## What you will do
Render the lines below as a Markdown table with the columns Row and Line, one numbered row per line and no rows for blank lines.

## Raw records
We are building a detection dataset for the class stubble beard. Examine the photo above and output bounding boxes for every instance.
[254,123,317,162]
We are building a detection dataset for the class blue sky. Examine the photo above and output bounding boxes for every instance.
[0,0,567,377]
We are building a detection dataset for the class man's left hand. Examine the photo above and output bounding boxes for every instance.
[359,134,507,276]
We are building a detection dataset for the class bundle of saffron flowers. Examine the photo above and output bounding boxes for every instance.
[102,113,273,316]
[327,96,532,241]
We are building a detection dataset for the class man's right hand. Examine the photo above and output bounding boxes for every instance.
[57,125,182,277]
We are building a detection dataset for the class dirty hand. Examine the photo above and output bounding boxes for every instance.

## Answer for the task
| Row | Line |
|---|---|
| 1 | We are building a detection dataset for the class stubble beard. Examine the photo above and output bounding boxes for every instance. |
| 2 | [254,123,317,162] |
| 3 | We are building a detection dataset for the class blue sky. Examine the photo above and output bounding boxes for every instance. |
| 4 | [0,0,567,377] |
| 5 | We are building a detection dataset for the class man's left hand. Examine the photo above and output bounding boxes for every instance. |
| 6 | [359,134,507,276] |
| 7 | We are building a detection dataset for the class bundle of saffron flowers. Examine the photo above and output bounding boxes for every instance. |
| 8 | [102,113,273,316] |
| 9 | [327,96,532,241] |
| 10 | We are building a detection dataset for the class man's right hand. Examine the photo above and output bounding boxes for every instance. |
| 11 | [57,125,182,277] |
| 12 | We are building a detection dataset for the class dirty hand. Examine the photo above and output bounding boxes for every instance. |